[Extracted entries]
## Start
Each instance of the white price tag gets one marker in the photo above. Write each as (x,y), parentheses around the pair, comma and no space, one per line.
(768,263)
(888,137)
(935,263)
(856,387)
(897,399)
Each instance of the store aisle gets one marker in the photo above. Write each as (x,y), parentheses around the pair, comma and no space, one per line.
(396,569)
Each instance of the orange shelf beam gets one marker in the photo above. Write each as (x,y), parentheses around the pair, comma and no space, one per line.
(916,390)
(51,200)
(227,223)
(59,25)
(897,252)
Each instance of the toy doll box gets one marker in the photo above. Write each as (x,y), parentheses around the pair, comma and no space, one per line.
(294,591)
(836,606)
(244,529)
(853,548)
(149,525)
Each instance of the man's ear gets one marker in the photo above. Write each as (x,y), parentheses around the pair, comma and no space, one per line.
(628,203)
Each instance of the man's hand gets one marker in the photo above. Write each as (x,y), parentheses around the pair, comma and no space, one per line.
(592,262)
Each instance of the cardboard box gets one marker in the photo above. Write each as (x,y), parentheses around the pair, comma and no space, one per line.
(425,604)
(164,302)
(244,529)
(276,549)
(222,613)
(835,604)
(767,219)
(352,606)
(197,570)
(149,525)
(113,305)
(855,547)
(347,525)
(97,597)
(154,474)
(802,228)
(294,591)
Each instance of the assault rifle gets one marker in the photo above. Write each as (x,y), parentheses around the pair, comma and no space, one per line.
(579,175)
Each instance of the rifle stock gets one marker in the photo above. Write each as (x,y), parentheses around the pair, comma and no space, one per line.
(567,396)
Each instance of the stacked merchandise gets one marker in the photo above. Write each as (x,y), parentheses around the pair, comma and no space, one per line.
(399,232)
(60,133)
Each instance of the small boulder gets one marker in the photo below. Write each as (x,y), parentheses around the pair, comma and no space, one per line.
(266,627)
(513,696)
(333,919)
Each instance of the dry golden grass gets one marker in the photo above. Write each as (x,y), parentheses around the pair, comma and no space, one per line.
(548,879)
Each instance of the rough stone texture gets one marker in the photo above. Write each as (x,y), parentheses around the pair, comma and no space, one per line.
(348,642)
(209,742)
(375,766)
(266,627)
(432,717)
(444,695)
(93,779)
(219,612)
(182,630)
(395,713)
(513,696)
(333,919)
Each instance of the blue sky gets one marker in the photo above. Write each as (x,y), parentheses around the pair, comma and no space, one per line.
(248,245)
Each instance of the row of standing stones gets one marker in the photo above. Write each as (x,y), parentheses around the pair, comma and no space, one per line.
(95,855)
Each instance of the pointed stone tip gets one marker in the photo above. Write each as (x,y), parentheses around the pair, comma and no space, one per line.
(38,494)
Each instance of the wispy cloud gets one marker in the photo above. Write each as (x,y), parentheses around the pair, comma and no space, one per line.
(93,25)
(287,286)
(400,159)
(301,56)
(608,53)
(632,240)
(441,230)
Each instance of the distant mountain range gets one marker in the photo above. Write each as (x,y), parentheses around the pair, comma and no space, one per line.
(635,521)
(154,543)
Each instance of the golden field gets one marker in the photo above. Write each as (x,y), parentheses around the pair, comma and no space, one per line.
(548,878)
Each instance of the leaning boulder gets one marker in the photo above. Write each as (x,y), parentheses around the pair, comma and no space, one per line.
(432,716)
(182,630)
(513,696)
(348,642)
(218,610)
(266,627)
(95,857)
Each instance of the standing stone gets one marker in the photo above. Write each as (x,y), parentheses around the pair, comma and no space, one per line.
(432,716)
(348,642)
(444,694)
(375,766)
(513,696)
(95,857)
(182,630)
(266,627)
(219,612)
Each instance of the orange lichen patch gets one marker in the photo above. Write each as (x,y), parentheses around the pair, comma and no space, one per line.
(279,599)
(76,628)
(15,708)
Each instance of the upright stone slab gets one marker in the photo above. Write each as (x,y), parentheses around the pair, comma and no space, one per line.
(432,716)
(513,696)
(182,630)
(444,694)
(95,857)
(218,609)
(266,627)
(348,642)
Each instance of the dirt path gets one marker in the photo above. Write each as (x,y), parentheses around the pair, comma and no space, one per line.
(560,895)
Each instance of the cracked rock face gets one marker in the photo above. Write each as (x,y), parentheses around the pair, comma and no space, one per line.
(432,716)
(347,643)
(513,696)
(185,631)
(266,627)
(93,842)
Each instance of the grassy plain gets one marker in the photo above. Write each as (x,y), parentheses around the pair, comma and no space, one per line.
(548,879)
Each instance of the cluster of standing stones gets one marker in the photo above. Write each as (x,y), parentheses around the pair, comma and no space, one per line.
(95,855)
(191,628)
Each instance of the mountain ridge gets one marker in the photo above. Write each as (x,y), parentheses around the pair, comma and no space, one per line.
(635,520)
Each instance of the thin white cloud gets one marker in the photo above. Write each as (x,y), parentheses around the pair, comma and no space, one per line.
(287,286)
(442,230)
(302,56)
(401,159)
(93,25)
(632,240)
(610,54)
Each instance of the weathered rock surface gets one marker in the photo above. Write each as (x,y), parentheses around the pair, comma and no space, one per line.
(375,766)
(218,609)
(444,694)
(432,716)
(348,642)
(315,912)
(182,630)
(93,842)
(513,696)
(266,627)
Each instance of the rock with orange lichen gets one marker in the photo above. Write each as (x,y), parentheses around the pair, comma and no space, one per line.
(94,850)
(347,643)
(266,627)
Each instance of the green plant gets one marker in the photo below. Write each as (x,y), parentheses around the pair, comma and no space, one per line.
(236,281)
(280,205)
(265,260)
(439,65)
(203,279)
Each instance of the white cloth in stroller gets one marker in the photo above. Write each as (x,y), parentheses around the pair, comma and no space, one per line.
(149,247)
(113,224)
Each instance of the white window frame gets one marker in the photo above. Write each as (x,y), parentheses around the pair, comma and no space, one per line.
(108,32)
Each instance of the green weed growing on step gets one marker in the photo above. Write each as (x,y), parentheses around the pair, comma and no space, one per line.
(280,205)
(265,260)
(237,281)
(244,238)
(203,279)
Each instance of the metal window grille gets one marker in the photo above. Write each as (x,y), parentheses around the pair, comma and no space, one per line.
## End
• [Work to do]
Express the lines from the one containing "Each instance of the cluster" through the last line of the entries, both included, as a Markdown table with the columns "Row" and "Text". Put a sequential number in "Row" and each line in "Text", skipping blank lines.

• [Full solution]
| Row | Text |
|---|---|
| 1 | Each instance of the cluster of standing stones gets one marker in the photo above. Write each as (x,y), parentheses around the pair, comma and no space, one per line. |
| 2 | (95,855) |
| 3 | (191,628) |
| 4 | Each instance of the mountain ridge gets one marker in the photo above. Write each as (x,y), parentheses around the pair, comma and no space, one per line. |
| 5 | (635,520) |
| 6 | Each instance of the thin white cloud gets one marker in the photo above. Write each as (x,y), parentheses around the pair, comma and no space, one per line. |
| 7 | (287,286) |
| 8 | (442,230) |
| 9 | (302,56) |
| 10 | (401,159) |
| 11 | (93,25) |
| 12 | (632,240) |
| 13 | (610,54) |
| 14 | Each instance of the weathered rock surface gets one marker in the photo above. Write each as (x,y), parentheses around the pair, comma and no space, one per line. |
| 15 | (375,766) |
| 16 | (218,609) |
| 17 | (444,694) |
| 18 | (432,716) |
| 19 | (348,642) |
| 20 | (315,912) |
| 21 | (182,630) |
| 22 | (93,842) |
| 23 | (513,696) |
| 24 | (266,627) |
| 25 | Each instance of the rock with orange lichen gets one marker in the photo above. Write each as (x,y), parentheses around the pair, comma and no space, one per line. |
| 26 | (94,850) |
| 27 | (347,643) |
| 28 | (266,627) |
| 29 | Each instance of the green plant gets one marker in the photo below. Write each as (x,y), parentheses around the pair, comma and no space, one per line. |
| 30 | (236,281) |
| 31 | (280,205) |
| 32 | (265,260) |
| 33 | (439,65) |
| 34 | (203,279) |
| 35 | Each instance of the white cloth in stroller gets one marker in the photo above. Write each as (x,y), parentheses around the pair, comma and no space, one per line. |
| 36 | (149,247) |
| 37 | (113,224) |
| 38 | Each instance of the white window frame gets one marker in the photo above. Write each as (x,y), parentheses around the pair, comma and no space, one per line. |
| 39 | (108,32) |
| 40 | Each instance of the green weed growing on step gets one marker in the photo above. Write each as (x,y), parentheses around the pair, comma and no space, one per line. |
| 41 | (280,205) |
| 42 | (265,260) |
| 43 | (237,281) |
| 44 | (244,238) |
| 45 | (203,279) |
| 46 | Each instance of the metal window grille gets one marker in the photo above. Write each as (x,y), parentheses around the pair, comma and no space, one per line. |